### Supplied records
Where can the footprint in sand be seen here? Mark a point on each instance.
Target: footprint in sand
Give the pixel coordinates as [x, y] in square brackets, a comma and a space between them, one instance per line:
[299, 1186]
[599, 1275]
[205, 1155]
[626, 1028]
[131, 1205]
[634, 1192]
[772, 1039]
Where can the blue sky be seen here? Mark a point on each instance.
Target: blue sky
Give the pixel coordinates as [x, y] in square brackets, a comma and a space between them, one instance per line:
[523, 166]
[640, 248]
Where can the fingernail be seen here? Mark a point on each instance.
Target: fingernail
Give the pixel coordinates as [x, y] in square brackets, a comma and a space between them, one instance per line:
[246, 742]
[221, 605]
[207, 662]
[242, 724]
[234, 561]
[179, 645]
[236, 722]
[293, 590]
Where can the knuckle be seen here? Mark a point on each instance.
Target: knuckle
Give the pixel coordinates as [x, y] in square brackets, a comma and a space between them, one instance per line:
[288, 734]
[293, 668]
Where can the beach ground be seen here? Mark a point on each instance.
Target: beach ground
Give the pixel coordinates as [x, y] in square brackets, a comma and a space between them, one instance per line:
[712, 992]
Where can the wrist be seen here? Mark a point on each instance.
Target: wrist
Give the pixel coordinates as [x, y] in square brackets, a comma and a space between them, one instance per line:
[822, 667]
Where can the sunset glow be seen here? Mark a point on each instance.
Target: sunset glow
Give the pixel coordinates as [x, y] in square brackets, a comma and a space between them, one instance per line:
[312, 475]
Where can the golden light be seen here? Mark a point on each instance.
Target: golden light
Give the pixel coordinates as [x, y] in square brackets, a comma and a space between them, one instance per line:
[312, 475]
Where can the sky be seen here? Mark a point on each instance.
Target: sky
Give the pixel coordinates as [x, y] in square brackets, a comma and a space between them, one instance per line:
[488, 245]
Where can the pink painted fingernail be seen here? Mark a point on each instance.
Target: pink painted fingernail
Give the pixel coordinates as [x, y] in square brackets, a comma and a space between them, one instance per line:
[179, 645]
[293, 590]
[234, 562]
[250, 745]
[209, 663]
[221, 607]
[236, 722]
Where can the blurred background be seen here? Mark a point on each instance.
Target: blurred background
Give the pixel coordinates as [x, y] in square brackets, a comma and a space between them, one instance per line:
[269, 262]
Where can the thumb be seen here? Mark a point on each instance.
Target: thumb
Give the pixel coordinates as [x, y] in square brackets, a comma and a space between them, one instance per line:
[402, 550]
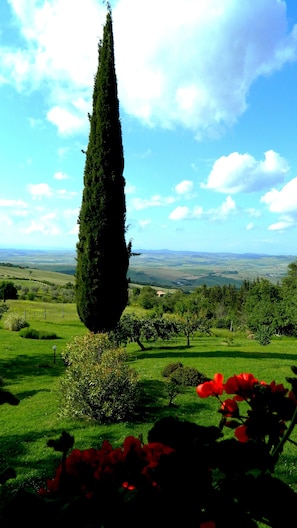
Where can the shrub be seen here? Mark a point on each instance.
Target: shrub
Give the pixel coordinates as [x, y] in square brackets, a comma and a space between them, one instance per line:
[98, 383]
[30, 333]
[14, 322]
[3, 309]
[263, 335]
[188, 377]
[170, 368]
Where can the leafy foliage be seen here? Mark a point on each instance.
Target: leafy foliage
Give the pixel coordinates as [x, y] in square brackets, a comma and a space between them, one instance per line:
[13, 321]
[102, 252]
[98, 382]
[3, 309]
[170, 368]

### Aim
Render every row above as a numbered list, skipping any blank lines and leaving the pictures out of the list.

### Task response
1. Where can the footprint in sand be seen here? Mark a point on each instance.
2. Target: footprint in sand
3. Give the pixel coordinates as [x, y] in square brackets, a comma and a space between them, one instance per line:
4. [299, 1186]
5. [599, 1275]
6. [205, 1155]
7. [626, 1028]
8. [131, 1205]
9. [634, 1192]
10. [772, 1039]
11. Where can the blue sky be seen here? Mark a point on each instance.
12. Target: blue sky
13. Give the pixel coordinates as [x, y] in square brackets, a comma and a space between them, one instance per line:
14. [523, 166]
15. [640, 248]
16. Where can the fingernail be seen here? Mark a point on each instance.
17. Target: fingernail
18. Give the pixel coordinates as [x, y] in square brackets, a comma and a space between them, one instance per line:
19. [246, 742]
20. [221, 605]
21. [207, 662]
22. [242, 724]
23. [234, 561]
24. [179, 645]
25. [236, 722]
26. [293, 590]
27. Where can the knuckle be seen here? Mark a point on each instance.
28. Target: knuckle
29. Give the pixel coordinates as [x, y] in square brackets, a comma and a space between them, one instance per line:
30. [288, 734]
31. [293, 668]
32. Where can the beach ground be seen here? Mark a point on each instance.
33. Target: beach ground
34. Give the pixel coordinates as [x, y] in square brackets, a comma and a space between them, one instance per line:
35. [712, 992]
36. Where can the wrist be seen here? Mark a point on each instance.
37. Target: wrist
38. Give the pixel coordinates as [x, y] in square brackets, a comma and a space between them, one instance per line:
39. [822, 667]
40. Where can the sunset glow be seen here? Mark a point on each instance.
41. Target: sunset glow
42. Give the pixel coordinates as [x, y] in square brackets, a comma and a space between them, one instance per line:
43. [312, 475]
44. Where can the golden light be seen here? Mark a point on each instance.
45. Target: golden light
46. Give the pixel coordinates as [x, y] in square brackets, a comma and a space between them, one instance per line:
47. [312, 475]
48. Where can the sky be seen here? Mark a point on each instance.
49. Target: sky
50. Give the pixel coordinates as [x, y] in square brackets, a comma and a space between them, one instance per line:
51. [488, 245]
52. Where can the pink painted fingernail be seen here? Mark a point on each instance.
53. Target: pink painted fingernail
54. Give the pixel coordinates as [x, y] in square brackets, a comma and a space between them, one instance per line:
55. [179, 645]
56. [293, 590]
57. [234, 562]
58. [250, 745]
59. [209, 663]
60. [221, 607]
61. [236, 722]
62. Where can the blurred background be seen here? Mark a point on each instance.
63. Target: blurred background
64. Give the pixel coordinates as [x, y] in square brackets, a comma and a space between them, one instance per line:
65. [269, 262]
66. Where can the thumb be seen here? Mark a point on each instance.
67. Target: thumb
68. Give the pixel coordinates as [x, y] in square brackets, a comma and a space between them, one instance per line:
69. [402, 550]
70. Where can the shrub be seen here? Mark a point on each instance.
71. Target: shrub
72. Give the pixel coordinates as [x, y] in square brackets, a comma and a space between them, one instance per line:
73. [98, 383]
74. [30, 333]
75. [14, 322]
76. [3, 309]
77. [263, 335]
78. [188, 377]
79. [170, 368]
80. Where can the leafy foliage be seen here? Mark a point on each instance.
81. Target: leafy foliage
82. Give the pixel coordinates as [x, y] in square brackets, a comma and a space between them, one instance per line:
83. [13, 321]
84. [102, 252]
85. [98, 382]
86. [3, 309]
87. [170, 368]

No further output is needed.